▶ Task requirements: Word for word, repeat the lines of the records from the first line up to and including the line that contains "351L483 367L477 341L444", passing over any pictures.

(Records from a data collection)
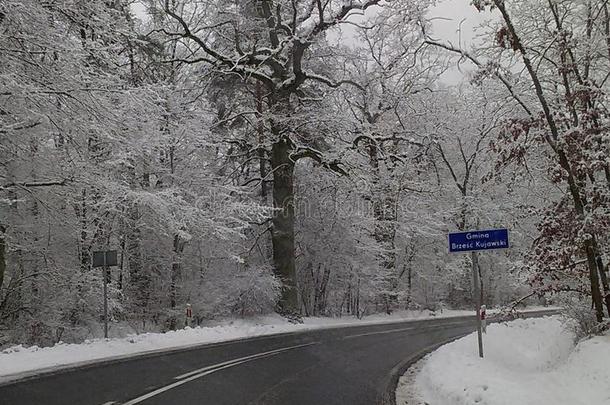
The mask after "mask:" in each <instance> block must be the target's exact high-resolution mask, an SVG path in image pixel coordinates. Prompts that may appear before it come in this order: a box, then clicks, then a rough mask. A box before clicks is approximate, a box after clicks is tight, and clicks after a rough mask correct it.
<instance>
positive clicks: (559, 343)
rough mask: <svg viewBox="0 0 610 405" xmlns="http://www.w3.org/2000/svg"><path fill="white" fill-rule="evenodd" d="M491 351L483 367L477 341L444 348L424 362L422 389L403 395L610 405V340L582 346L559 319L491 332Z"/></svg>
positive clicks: (486, 401) (519, 403)
mask: <svg viewBox="0 0 610 405" xmlns="http://www.w3.org/2000/svg"><path fill="white" fill-rule="evenodd" d="M484 343H485V358H484V359H480V358H479V357H478V352H477V343H476V334H471V335H468V336H466V337H464V338H462V339H459V340H457V341H455V342H453V343H450V344H447V345H445V346H442V347H441V348H439V349H438V350H436V351H435V352H433V353H431V354H430V355H428V356H427V357H426V358H424V360H422V362H423V365H422V366H421V371H420V372H419V374H418V375H417V376H416V378H415V384H414V385H410V386H407V385H406V384H403V385H402V386H399V389H402V390H415V391H416V394H417V395H416V397H420V398H421V400H422V401H424V402H425V403H428V404H431V405H465V404H469V405H472V404H480V405H515V404H519V405H609V404H610V368H609V367H608V365H609V364H610V335H606V336H597V337H593V338H591V339H587V340H584V341H582V342H580V343H579V344H578V345H576V346H575V336H574V334H573V332H571V331H570V330H568V329H566V328H565V327H564V325H563V324H562V322H561V319H560V317H558V316H554V317H546V318H538V319H522V320H517V321H514V322H510V323H508V324H494V325H490V326H489V327H488V329H487V334H486V335H484ZM397 397H399V398H400V397H401V396H400V395H398V394H397ZM403 397H404V395H403ZM403 402H404V401H403ZM408 403H409V405H412V402H408ZM398 405H404V403H398Z"/></svg>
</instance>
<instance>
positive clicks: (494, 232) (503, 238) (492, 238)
mask: <svg viewBox="0 0 610 405" xmlns="http://www.w3.org/2000/svg"><path fill="white" fill-rule="evenodd" d="M508 248H509V244H508V229H490V230H487V231H469V232H455V233H450V234H449V252H450V253H455V252H471V251H473V250H491V249H508Z"/></svg>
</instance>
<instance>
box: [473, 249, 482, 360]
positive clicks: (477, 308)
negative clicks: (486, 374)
mask: <svg viewBox="0 0 610 405" xmlns="http://www.w3.org/2000/svg"><path fill="white" fill-rule="evenodd" d="M471 256H472V281H473V282H474V292H473V294H474V305H475V310H476V313H477V336H478V339H479V357H481V358H483V331H482V325H481V292H480V286H481V285H480V284H479V257H478V256H477V252H476V251H473V252H472V253H471Z"/></svg>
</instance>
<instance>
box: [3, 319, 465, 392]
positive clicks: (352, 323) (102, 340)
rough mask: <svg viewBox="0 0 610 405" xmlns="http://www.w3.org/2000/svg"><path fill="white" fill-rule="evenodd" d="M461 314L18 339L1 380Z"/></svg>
mask: <svg viewBox="0 0 610 405" xmlns="http://www.w3.org/2000/svg"><path fill="white" fill-rule="evenodd" d="M463 315H472V312H471V311H455V310H445V311H443V312H442V313H438V314H433V313H430V312H428V311H398V312H395V313H394V314H392V315H390V316H388V315H384V314H379V315H371V316H368V317H366V318H364V319H362V320H359V319H356V318H349V317H346V318H305V321H304V323H303V324H293V323H290V322H287V321H286V320H285V319H284V318H281V317H279V316H263V317H257V318H250V319H235V320H229V321H224V322H217V323H216V324H215V325H213V326H210V325H209V326H206V327H195V328H186V329H180V330H177V331H170V332H166V333H142V334H132V335H128V336H126V337H121V338H110V339H90V340H86V341H85V342H84V343H80V344H65V343H59V344H57V345H55V346H52V347H44V348H39V347H36V346H32V347H24V346H21V345H19V346H13V347H9V348H7V349H4V350H2V351H0V382H2V381H8V380H13V379H15V378H19V377H22V376H23V375H24V373H26V374H28V373H35V372H36V371H41V370H53V369H57V368H63V367H66V366H71V365H78V364H86V363H89V362H93V361H99V360H104V359H113V358H120V357H126V356H132V355H137V354H142V353H147V352H154V351H159V350H167V349H172V348H180V347H188V346H195V345H200V344H206V343H216V342H223V341H229V340H234V339H242V338H249V337H255V336H265V335H273V334H278V333H286V332H297V331H304V330H313V329H323V328H332V327H338V326H356V325H367V324H382V323H392V322H400V321H406V320H415V319H425V318H430V317H436V318H441V317H454V316H463Z"/></svg>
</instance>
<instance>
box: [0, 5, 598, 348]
mask: <svg viewBox="0 0 610 405" xmlns="http://www.w3.org/2000/svg"><path fill="white" fill-rule="evenodd" d="M456 1H461V2H464V3H470V0H456ZM432 3H433V2H432V1H431V0H430V1H429V0H392V1H390V0H385V1H384V0H198V1H189V0H139V1H136V0H103V1H102V0H87V1H81V0H61V1H59V0H45V1H39V0H3V1H2V2H0V346H2V345H5V344H14V343H27V344H38V345H51V344H53V343H56V342H57V341H60V340H63V341H80V340H83V339H85V338H88V337H91V336H97V337H99V336H100V333H101V329H100V328H101V326H100V325H101V324H102V319H103V318H102V317H103V294H102V286H103V279H104V274H103V270H102V269H101V268H97V267H92V254H93V252H94V251H98V250H117V251H118V265H117V266H114V267H111V268H110V270H109V274H108V276H107V277H108V281H109V284H108V289H109V313H110V318H111V321H112V322H111V328H113V326H112V325H128V326H129V327H130V328H132V329H133V330H135V331H138V332H140V331H147V330H160V331H165V330H171V329H176V328H182V327H183V326H184V322H185V315H184V312H185V307H186V305H187V304H190V305H191V306H192V311H193V316H194V319H195V322H197V323H202V322H203V323H204V322H205V321H206V320H210V319H218V318H223V317H228V316H249V315H253V314H260V313H270V312H274V311H275V312H278V313H280V314H282V315H285V316H287V317H290V318H291V319H295V321H298V320H299V317H302V316H332V317H338V316H356V317H363V316H366V315H369V314H372V313H381V312H386V313H391V312H392V311H395V310H398V309H427V310H437V309H439V308H443V307H445V308H456V309H457V308H472V305H473V304H472V299H473V297H472V295H473V287H472V275H471V262H470V256H468V255H462V254H449V253H448V251H447V233H448V232H452V231H457V230H470V229H493V228H502V227H506V228H508V229H509V230H510V238H511V248H510V249H507V250H498V251H495V252H487V253H485V254H482V255H481V256H480V258H479V265H480V266H479V267H480V268H479V272H480V276H481V286H482V297H483V302H484V303H485V304H486V305H487V306H489V307H493V306H500V305H512V304H514V303H516V302H520V301H521V300H529V301H530V302H544V301H545V300H548V299H551V300H555V301H557V300H559V301H561V300H564V301H561V302H565V300H569V301H570V303H571V304H570V308H572V311H573V312H574V314H575V316H577V317H579V318H580V319H581V320H582V321H583V322H585V323H586V322H588V324H589V325H593V324H594V323H595V322H601V321H602V320H603V318H604V317H608V316H609V315H610V313H609V311H610V288H609V286H608V280H607V278H608V273H607V270H608V262H609V261H610V233H609V227H610V211H609V208H610V156H609V153H610V136H609V134H610V132H609V131H610V128H609V124H610V114H609V111H608V104H607V103H608V101H609V100H608V93H606V92H607V91H608V90H609V89H610V83H608V80H609V78H610V73H609V72H610V11H609V8H610V6H609V5H608V4H607V1H605V0H548V1H547V0H544V1H543V0H473V1H472V4H471V7H472V8H473V9H476V10H478V11H479V12H481V13H486V15H488V16H489V18H488V21H487V22H486V23H485V24H483V25H482V26H481V27H479V29H478V30H477V37H476V39H475V40H474V41H473V42H472V44H469V45H468V46H465V45H461V44H460V42H459V41H457V40H456V41H455V42H448V41H445V40H440V39H439V38H438V37H437V36H436V35H435V31H434V23H433V19H432V18H431V17H430V13H429V10H430V7H432V6H433V4H432ZM456 35H457V34H456ZM457 68H459V69H460V71H462V72H463V73H464V80H463V81H462V82H460V83H459V84H457V85H449V84H447V82H446V81H445V80H444V77H445V75H446V73H447V72H448V71H452V70H455V69H457ZM591 308H592V309H591Z"/></svg>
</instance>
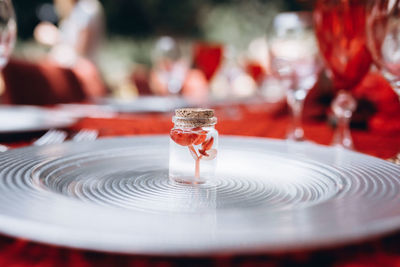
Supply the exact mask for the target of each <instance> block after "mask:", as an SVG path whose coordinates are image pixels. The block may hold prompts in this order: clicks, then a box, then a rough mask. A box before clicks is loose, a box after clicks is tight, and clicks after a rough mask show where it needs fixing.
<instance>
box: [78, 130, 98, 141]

▶ Result of the task:
The mask after "mask:" in each <instance> block must be the target's exact high-resolution mask, an SVG path in image pixel coordinates. Prompts that may appear before it come in this order: a box, then clicks, then a rough mask. A box before clicks is approximate, a box after clicks is tight, and clicks after a rough mask correct it.
<instance>
positive clicks: (559, 343)
rough mask: <svg viewBox="0 0 610 405" xmlns="http://www.w3.org/2000/svg"><path fill="white" fill-rule="evenodd" d="M491 351L483 367L477 341L444 348L424 362L422 389L403 395L610 405V340L582 346L559 319L491 332Z"/></svg>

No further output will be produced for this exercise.